Exercise requirements: Return every line below that contains the word "tennis".

=-=-=

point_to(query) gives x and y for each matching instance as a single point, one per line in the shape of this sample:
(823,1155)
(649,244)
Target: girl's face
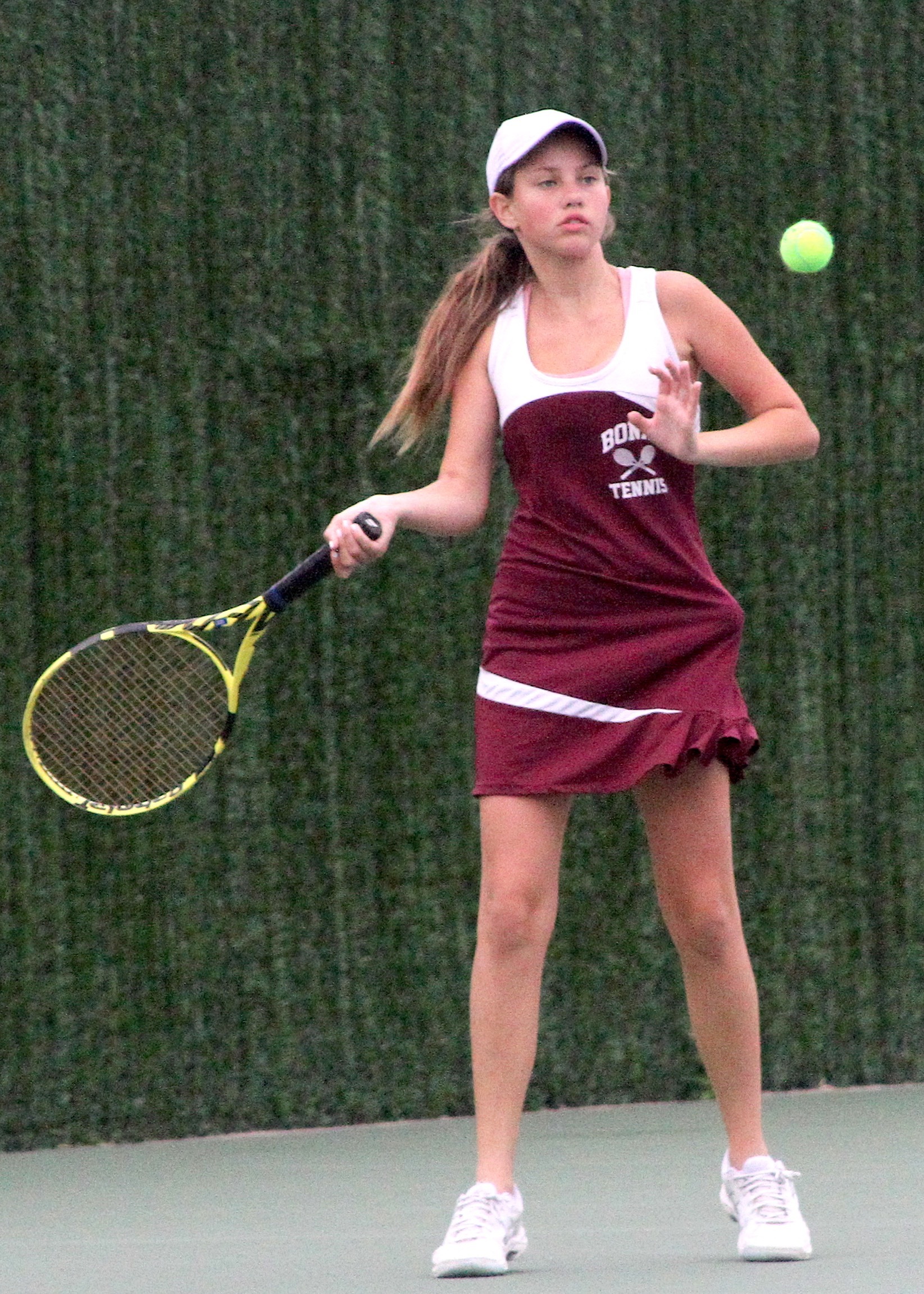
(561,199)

=-=-=

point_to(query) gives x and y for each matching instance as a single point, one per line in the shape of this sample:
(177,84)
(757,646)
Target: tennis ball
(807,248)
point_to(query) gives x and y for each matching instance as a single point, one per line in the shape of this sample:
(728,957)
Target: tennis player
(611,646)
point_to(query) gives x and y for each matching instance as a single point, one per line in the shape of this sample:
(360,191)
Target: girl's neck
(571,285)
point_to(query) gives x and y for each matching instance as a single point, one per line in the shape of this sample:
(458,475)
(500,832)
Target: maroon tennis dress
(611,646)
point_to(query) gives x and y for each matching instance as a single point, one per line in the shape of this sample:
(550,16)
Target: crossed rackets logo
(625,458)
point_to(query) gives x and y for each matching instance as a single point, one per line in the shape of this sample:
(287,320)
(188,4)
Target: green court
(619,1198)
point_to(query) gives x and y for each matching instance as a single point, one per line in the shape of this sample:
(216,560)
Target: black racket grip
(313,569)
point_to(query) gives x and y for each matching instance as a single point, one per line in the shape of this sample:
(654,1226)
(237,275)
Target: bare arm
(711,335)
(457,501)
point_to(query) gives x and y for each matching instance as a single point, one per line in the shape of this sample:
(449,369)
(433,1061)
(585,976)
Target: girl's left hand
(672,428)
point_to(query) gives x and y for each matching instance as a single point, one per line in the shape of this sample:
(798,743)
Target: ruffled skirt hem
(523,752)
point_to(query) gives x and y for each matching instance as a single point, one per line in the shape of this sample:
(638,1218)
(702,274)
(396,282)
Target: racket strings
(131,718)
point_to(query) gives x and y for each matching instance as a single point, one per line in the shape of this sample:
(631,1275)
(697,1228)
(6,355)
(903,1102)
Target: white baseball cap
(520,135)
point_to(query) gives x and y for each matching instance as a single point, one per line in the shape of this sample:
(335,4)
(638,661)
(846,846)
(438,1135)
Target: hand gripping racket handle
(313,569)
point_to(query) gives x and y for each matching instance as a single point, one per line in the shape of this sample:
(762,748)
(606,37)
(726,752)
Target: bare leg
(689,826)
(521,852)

=-=-=

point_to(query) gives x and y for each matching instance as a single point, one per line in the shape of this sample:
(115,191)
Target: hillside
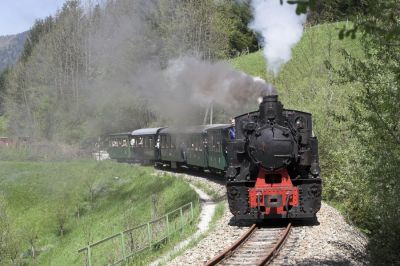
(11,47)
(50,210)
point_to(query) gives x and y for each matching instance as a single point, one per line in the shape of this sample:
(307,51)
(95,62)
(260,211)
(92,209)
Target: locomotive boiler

=-=-=

Correct answer:
Target: tennis ball
Target: tennis player
Target: maroon tennis dress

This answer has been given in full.